DATA UNDER STUDY »
--
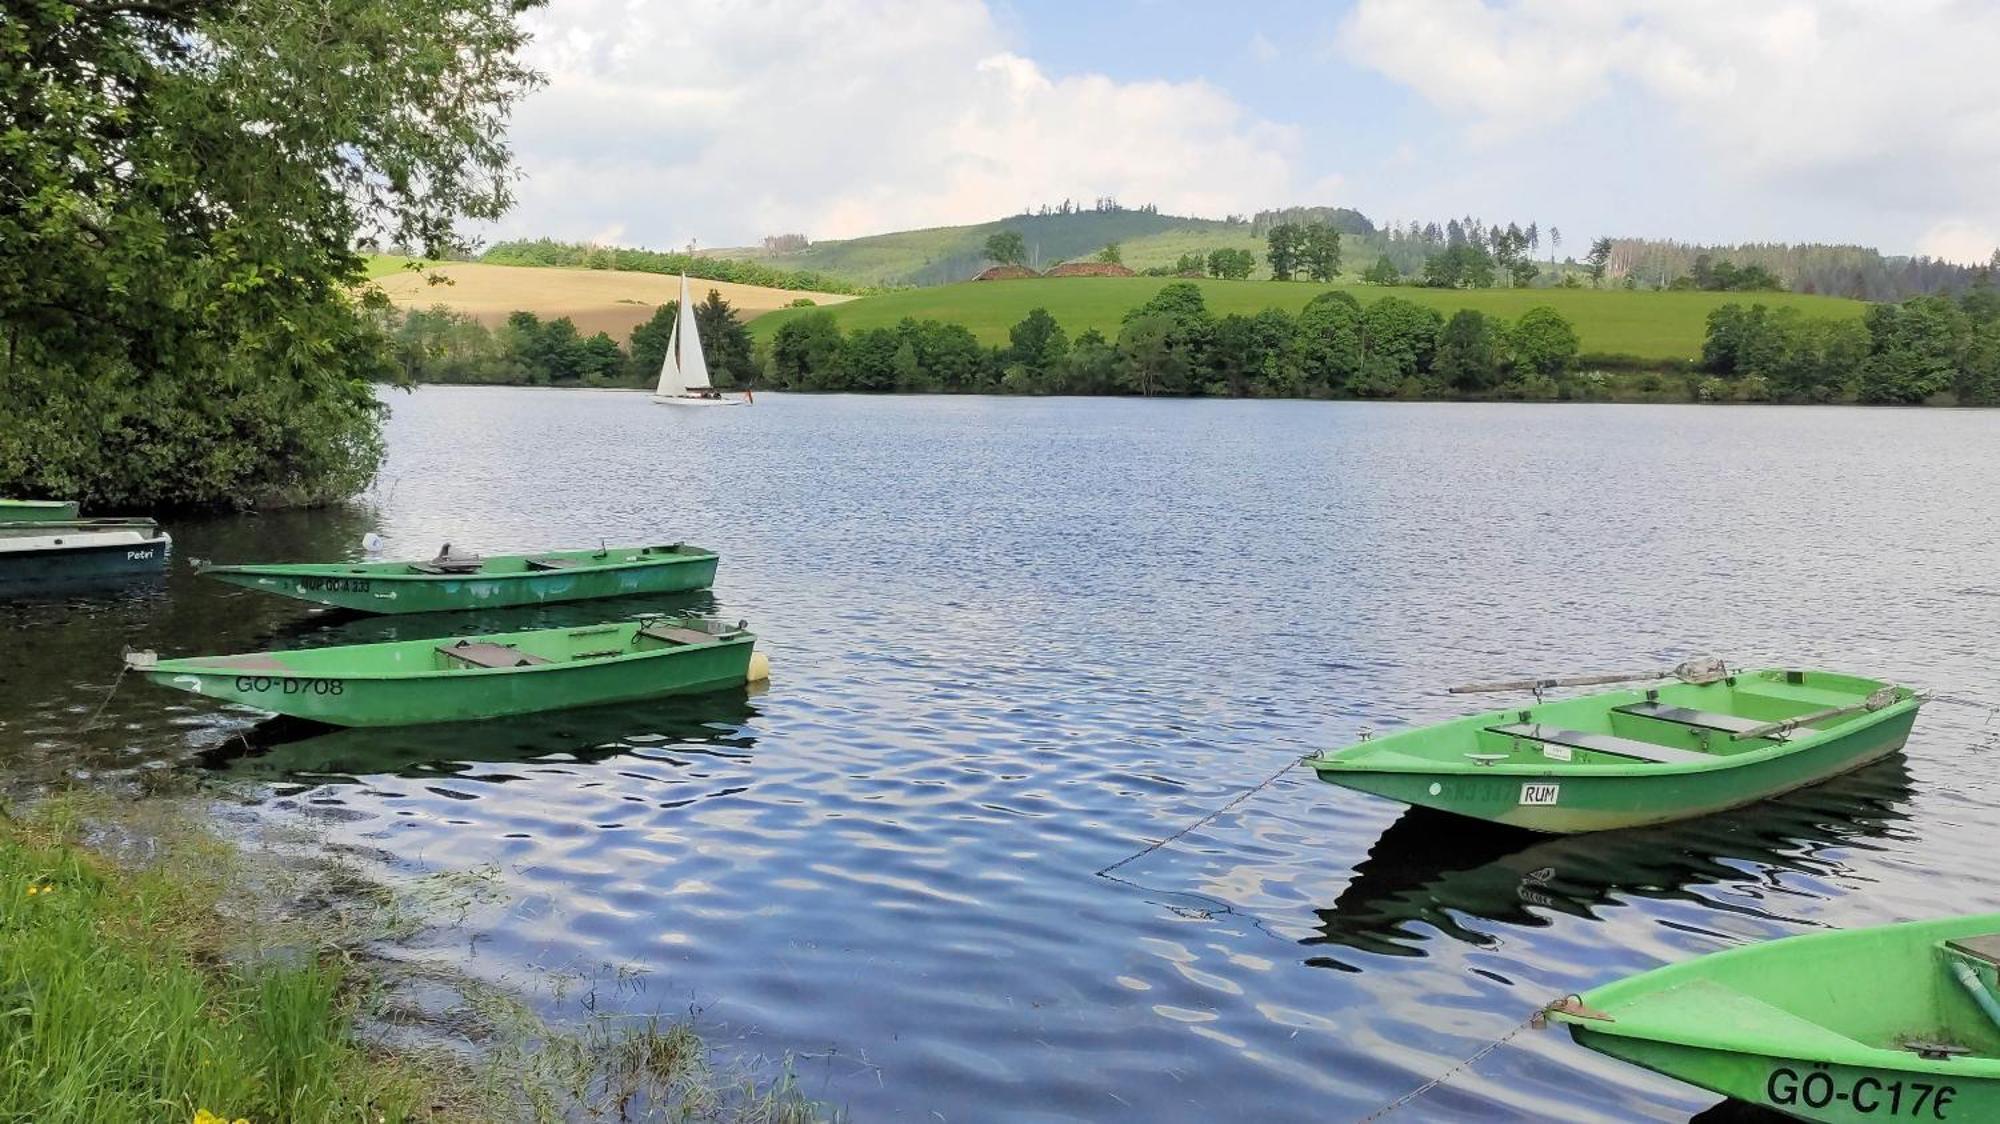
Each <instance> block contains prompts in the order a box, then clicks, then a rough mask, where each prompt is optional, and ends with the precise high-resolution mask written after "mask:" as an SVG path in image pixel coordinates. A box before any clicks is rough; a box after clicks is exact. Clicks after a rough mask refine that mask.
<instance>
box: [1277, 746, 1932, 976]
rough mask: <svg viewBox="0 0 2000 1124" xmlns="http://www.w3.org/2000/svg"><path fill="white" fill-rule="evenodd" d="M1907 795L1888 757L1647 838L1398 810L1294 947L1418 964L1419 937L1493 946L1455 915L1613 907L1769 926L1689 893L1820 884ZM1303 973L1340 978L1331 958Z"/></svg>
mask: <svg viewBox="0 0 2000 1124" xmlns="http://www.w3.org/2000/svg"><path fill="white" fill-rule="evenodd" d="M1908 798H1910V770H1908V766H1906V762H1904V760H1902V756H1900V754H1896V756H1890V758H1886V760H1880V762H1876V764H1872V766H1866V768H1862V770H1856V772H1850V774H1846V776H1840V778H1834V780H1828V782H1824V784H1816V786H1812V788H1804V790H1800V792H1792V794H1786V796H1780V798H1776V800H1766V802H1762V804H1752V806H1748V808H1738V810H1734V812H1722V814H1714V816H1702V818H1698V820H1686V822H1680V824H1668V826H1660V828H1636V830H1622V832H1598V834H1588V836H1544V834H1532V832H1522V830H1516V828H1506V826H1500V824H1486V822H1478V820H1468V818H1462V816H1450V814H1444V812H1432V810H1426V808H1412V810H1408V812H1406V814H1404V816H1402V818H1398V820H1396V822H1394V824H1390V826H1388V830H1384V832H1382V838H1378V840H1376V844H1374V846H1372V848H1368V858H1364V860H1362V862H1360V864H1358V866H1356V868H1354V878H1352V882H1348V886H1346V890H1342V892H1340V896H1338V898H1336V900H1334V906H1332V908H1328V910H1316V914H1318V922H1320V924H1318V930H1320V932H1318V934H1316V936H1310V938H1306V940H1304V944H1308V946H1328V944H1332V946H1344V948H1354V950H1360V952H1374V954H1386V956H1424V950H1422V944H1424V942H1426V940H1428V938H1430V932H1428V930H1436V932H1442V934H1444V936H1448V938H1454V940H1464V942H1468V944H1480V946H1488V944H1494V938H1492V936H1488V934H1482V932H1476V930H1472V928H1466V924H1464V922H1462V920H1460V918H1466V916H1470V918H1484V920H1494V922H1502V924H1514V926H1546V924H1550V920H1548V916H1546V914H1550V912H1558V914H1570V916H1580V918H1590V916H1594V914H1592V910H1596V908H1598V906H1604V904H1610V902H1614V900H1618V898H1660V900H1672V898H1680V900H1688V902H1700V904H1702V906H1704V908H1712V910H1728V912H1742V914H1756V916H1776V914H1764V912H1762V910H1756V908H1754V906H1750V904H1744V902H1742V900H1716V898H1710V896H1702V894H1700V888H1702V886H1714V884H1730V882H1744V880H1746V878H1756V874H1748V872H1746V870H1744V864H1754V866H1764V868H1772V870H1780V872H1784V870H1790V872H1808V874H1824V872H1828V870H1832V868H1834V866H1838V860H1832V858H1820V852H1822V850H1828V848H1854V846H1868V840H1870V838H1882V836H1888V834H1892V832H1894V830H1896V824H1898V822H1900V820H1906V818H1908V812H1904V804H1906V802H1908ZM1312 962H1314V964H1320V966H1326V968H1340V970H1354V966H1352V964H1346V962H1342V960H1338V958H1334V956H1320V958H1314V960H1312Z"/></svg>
--
WORK TO BE COMPLETED » Rewrite all of the data above with "rough mask" replaced by "coarse mask" and everything else unchanged, leaving out the pictures.

RESULT BELOW »
Each <instance> block contains prompts in the order a box, then clicks, then a coarse mask, where each prompt is optional, and ends with the precise high-resolution mask written after "mask:" as an SVG path in image pixel coordinates. A box before any clicks is rough; a box after clicks is exact. Clicks after a coarse mask refine that mask.
<instance>
box: [1277, 746, 1932, 976]
coarse mask: <svg viewBox="0 0 2000 1124" xmlns="http://www.w3.org/2000/svg"><path fill="white" fill-rule="evenodd" d="M1907 795L1888 757L1647 838L1398 810L1294 947L1418 964L1419 937L1493 946L1455 915L1613 907L1769 926L1689 893L1820 884ZM1303 973L1340 978L1331 958Z"/></svg>
mask: <svg viewBox="0 0 2000 1124" xmlns="http://www.w3.org/2000/svg"><path fill="white" fill-rule="evenodd" d="M1908 798H1910V770H1908V766H1906V762H1904V760H1902V756H1900V754H1896V756H1890V758H1886V760H1880V762H1876V764H1872V766H1866V768H1862V770H1856V772H1850V774H1846V776H1840V778H1834V780H1828V782H1824V784H1816V786H1812V788H1804V790H1800V792H1792V794H1786V796H1780V798H1776V800H1766V802H1762V804H1752V806H1748V808H1738V810H1734V812H1722V814H1714V816H1702V818H1698V820H1686V822H1680V824H1668V826H1660V828H1636V830H1622V832H1598V834H1588V836H1544V834H1532V832H1522V830H1516V828H1506V826H1500V824H1486V822H1478V820H1468V818H1462V816H1450V814H1444V812H1432V810H1426V808H1412V810H1408V812H1406V814H1404V816H1402V818H1398V820H1396V822H1394V824H1390V826H1388V830H1384V832H1382V838H1378V840H1376V844H1374V846H1372V848H1368V858H1364V860H1362V862H1360V864H1358V866H1356V868H1354V878H1352V882H1348V886H1346V890H1342V892H1340V896H1338V898H1336V900H1334V906H1332V908H1328V910H1316V914H1318V922H1320V924H1318V930H1320V932H1318V934H1316V936H1310V938H1306V940H1304V944H1308V946H1328V944H1332V946H1344V948H1354V950H1360V952H1374V954H1386V956H1424V950H1422V944H1424V942H1426V940H1428V938H1430V932H1428V930H1436V932H1442V934H1444V936H1448V938H1454V940H1464V942H1468V944H1480V946H1488V944H1494V938H1492V936H1488V934H1482V932H1476V930H1472V928H1466V924H1464V922H1462V920H1460V918H1466V916H1470V918H1484V920H1494V922H1502V924H1514V926H1546V924H1550V920H1548V916H1546V914H1550V912H1558V914H1570V916H1580V918H1590V916H1594V914H1592V910H1596V908H1598V906H1604V904H1610V902H1614V900H1618V898H1660V900H1672V898H1680V900H1688V902H1700V904H1702V906H1704V908H1712V910H1728V912H1742V914H1756V916H1776V914H1764V912H1762V910H1756V908H1754V906H1750V904H1744V902H1742V900H1716V898H1710V896H1702V894H1700V888H1702V886H1714V884H1730V882H1744V880H1746V878H1756V874H1748V872H1746V870H1744V864H1754V866H1764V868H1772V870H1780V872H1784V870H1790V872H1808V874H1824V872H1828V870H1832V868H1834V866H1838V860H1832V858H1820V852H1822V850H1828V848H1854V846H1868V840H1870V838H1882V836H1888V834H1892V832H1894V830H1896V824H1898V822H1900V820H1906V818H1908V812H1904V804H1906V802H1908ZM1312 962H1314V964H1320V966H1326V968H1340V970H1354V966H1352V964H1346V962H1342V960H1338V958H1334V956H1320V958H1314V960H1312Z"/></svg>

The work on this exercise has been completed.